START DATA FOR THE TASK
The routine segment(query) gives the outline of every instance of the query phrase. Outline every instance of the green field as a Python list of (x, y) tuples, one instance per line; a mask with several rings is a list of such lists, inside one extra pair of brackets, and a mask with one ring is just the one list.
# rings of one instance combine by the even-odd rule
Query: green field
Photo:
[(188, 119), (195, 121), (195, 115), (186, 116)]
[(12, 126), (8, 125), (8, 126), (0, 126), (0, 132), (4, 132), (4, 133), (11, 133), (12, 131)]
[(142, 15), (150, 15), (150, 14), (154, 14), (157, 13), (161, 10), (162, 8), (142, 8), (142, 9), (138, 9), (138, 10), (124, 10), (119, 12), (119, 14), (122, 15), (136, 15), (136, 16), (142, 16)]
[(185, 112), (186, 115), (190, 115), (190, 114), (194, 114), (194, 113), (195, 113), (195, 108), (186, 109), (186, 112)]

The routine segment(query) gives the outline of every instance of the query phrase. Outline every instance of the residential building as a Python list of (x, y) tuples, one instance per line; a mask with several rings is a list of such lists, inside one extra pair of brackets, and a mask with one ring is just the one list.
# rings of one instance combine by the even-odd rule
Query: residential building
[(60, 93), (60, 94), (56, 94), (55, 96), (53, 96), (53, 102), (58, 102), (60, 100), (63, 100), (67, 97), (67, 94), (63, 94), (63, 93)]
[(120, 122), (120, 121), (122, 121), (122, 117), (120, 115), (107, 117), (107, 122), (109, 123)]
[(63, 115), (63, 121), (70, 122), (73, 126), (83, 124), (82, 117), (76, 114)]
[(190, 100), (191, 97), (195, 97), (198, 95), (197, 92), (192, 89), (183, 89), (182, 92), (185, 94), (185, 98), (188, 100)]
END DATA FOR THE TASK
Each record above has to be set down again, word for word.

The routine segment(query) gives the outline of every instance of the query phrase. Outline every instance of the green field as a Python list of (x, y) tuples, one instance per line; a mask with several rings is a list of such lists, inside one extra pair of brackets, and a mask with one ring is just the one list.
# rings of one instance combine by the even-odd rule
Query: green field
Photo:
[(188, 119), (195, 121), (195, 115), (186, 116)]
[(12, 126), (8, 125), (8, 126), (0, 126), (0, 132), (4, 132), (4, 133), (11, 133), (12, 131)]
[(142, 15), (150, 15), (150, 14), (154, 14), (157, 13), (161, 10), (162, 8), (142, 8), (142, 9), (138, 9), (138, 10), (124, 10), (119, 12), (119, 14), (122, 15), (136, 15), (136, 16), (142, 16)]
[(185, 112), (186, 115), (190, 115), (190, 114), (194, 114), (194, 113), (195, 113), (195, 108), (186, 109), (186, 112)]

The routine segment(query) gives the outline of every instance of the query phrase. Outline every instance of the residential building as a Python list of (x, y) tuples, one instance per line; a mask with several rings is a list of such lists, inside one extra pair of brackets, and a mask with one ring is just the one list.
# rings of one instance combine by the even-odd rule
Query: residential building
[(60, 93), (60, 94), (56, 94), (55, 96), (53, 96), (53, 102), (58, 102), (60, 100), (63, 100), (67, 97), (67, 94), (63, 94), (63, 93)]
[(120, 122), (120, 121), (122, 121), (122, 117), (120, 115), (107, 117), (107, 122), (109, 123)]
[(63, 115), (63, 121), (70, 122), (73, 126), (83, 124), (82, 117), (76, 114)]
[(190, 100), (191, 97), (195, 97), (198, 95), (197, 92), (192, 89), (183, 89), (182, 92), (185, 94), (185, 98), (188, 100)]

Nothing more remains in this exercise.